== DATA PROVIDED ==

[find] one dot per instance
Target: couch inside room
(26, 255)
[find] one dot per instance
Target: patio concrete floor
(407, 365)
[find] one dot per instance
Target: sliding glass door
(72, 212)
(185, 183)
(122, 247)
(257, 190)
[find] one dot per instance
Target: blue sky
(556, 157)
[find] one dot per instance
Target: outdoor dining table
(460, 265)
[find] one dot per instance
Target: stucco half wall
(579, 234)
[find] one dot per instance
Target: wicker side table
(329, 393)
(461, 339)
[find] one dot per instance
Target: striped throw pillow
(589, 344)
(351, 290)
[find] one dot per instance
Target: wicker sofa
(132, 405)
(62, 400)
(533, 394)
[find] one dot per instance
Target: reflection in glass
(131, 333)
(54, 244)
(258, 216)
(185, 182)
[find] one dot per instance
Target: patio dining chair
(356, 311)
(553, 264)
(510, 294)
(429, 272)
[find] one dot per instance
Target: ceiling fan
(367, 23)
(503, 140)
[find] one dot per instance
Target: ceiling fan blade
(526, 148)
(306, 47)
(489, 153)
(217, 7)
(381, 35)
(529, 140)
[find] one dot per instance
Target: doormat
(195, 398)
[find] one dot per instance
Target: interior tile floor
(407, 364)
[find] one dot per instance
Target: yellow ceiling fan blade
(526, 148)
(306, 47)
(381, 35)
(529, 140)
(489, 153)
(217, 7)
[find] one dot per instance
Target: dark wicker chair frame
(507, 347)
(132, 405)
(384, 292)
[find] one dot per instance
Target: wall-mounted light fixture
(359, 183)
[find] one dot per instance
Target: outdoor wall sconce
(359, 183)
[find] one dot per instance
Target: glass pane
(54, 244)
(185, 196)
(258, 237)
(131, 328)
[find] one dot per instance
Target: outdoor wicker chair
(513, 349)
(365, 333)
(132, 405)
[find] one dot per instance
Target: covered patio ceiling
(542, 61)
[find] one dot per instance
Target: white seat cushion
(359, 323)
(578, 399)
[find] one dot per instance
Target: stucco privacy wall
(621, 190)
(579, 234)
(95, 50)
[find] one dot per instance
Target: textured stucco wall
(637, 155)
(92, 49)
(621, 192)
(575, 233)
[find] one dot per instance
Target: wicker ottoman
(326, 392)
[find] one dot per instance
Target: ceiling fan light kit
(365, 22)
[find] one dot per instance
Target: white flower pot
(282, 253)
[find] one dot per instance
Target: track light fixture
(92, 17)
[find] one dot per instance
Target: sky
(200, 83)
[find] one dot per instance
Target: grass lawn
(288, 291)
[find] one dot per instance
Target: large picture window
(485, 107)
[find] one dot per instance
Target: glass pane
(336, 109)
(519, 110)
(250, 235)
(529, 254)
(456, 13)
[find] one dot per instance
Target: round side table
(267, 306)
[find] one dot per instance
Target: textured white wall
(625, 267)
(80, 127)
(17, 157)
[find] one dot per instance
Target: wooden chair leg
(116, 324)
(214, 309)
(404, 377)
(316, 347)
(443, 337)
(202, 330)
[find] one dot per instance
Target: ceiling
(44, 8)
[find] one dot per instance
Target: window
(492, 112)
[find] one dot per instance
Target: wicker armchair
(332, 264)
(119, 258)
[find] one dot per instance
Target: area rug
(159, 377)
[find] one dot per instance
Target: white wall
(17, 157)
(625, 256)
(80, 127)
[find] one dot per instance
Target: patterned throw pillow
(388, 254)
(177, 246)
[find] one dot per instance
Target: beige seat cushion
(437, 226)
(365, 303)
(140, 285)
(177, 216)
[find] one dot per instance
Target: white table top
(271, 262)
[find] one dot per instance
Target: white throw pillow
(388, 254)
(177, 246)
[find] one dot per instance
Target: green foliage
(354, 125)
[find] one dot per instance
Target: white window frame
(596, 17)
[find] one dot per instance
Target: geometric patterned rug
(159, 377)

===

• [YOUR TASK]
Give back the material above in full, exactly as it reads.

• [RESULT OF THIS EXERCISE]
[find] one dot per instance
Target: couch inside room
(26, 255)
[find] one dot per instance
Target: patio concrete floor
(407, 365)
[find] one dot per instance
Target: sliding glass door
(72, 212)
(185, 183)
(122, 247)
(257, 190)
[find] one dot per instance
Target: blue sky
(556, 157)
[find] one dot per instance
Target: outdoor dining table
(460, 265)
[find] one dot per instance
Target: stucco half wall
(579, 234)
[find] one dot per instance
Target: wicker side table
(329, 393)
(461, 339)
[find] one dot per instance
Target: striped throw pillow
(589, 344)
(351, 290)
[find] one dot per instance
Target: wicker sofa
(132, 405)
(62, 400)
(533, 394)
[find] one dot per instance
Target: reflection in glass
(131, 333)
(54, 244)
(258, 216)
(185, 182)
[find] one dot per instance
Target: patio dining chair
(356, 311)
(553, 264)
(510, 294)
(429, 272)
[find] one dot per instance
Target: ceiling fan
(367, 23)
(503, 140)
[find] one dot per instance
Target: ceiling fan blade
(526, 148)
(306, 47)
(489, 153)
(217, 7)
(381, 35)
(529, 140)
[find] one dot per instance
Target: doormat
(195, 398)
[find] one dot per instance
Target: interior tile floor
(407, 364)
[find] one dot per instance
Target: yellow ceiling fan blade
(526, 148)
(306, 47)
(381, 35)
(529, 140)
(489, 153)
(217, 7)
[find] one dot per instance
Target: dark wicker chair frame
(507, 347)
(132, 405)
(384, 292)
[find] one dot per instance
Target: wall-mounted light fixture
(359, 183)
[find] one dot per instance
Target: outdoor wall sconce
(359, 183)
[find] one dot per instance
Target: glass pane
(54, 244)
(185, 196)
(258, 237)
(131, 328)
[find] one dot per instance
Target: outdoor wicker chair
(513, 349)
(365, 333)
(132, 405)
[find] one dot per instance
Target: covered patio ceiling
(542, 61)
[find] one dot per instance
Target: white seat cushion
(359, 323)
(578, 399)
[find] one dot per instance
Target: stucco privacy wall
(621, 190)
(579, 234)
(95, 50)
[find] one dot per instance
Target: textured stucco wall
(637, 155)
(92, 49)
(621, 192)
(575, 233)
[find] one dot per instance
Target: wicker ottoman
(326, 392)
[find] one dot per instance
Target: ceiling fan light kit
(365, 22)
[find] one dot per instance
Target: white flower pot
(282, 253)
[find] one dot per instance
Target: track light fixture
(92, 17)
[find] one dot per instance
Target: sky
(200, 83)
[find] one dot per instance
Target: grass lawn
(288, 291)
[find] one dot per instance
Target: large picture window
(485, 107)
[find] one dot per instance
Target: glass pane
(336, 109)
(519, 110)
(250, 235)
(529, 254)
(456, 13)
[find] one dot per instance
Target: round side table
(267, 306)
[find] one dot per instance
Target: textured white wall
(625, 267)
(80, 127)
(17, 157)
[find] one dot per instance
Target: wooden chair leg
(116, 324)
(214, 309)
(404, 377)
(316, 347)
(443, 337)
(202, 330)
[find] one dot per instance
Target: ceiling
(44, 8)
[find] one dot per instance
Target: window
(492, 112)
[find] one dot per instance
Target: wicker armchair
(332, 264)
(119, 258)
[find] one dot per instance
Target: area rug
(159, 377)
[find] one dot per instance
Target: white wall
(17, 157)
(625, 256)
(80, 127)
[find] one dot per instance
Target: patterned throw pillow
(388, 254)
(177, 246)
[find] one dot per instance
Target: beige seat cushion
(437, 226)
(365, 303)
(140, 285)
(177, 216)
[find] one dot per instance
Target: white table top
(271, 262)
[find] one dot per instance
Target: white throw pillow
(388, 254)
(177, 246)
[find] one dot per instance
Target: green foliage
(354, 125)
[find] one dot per instance
Target: white window frame
(596, 17)
[find] one dot per instance
Target: geometric patterned rug
(159, 377)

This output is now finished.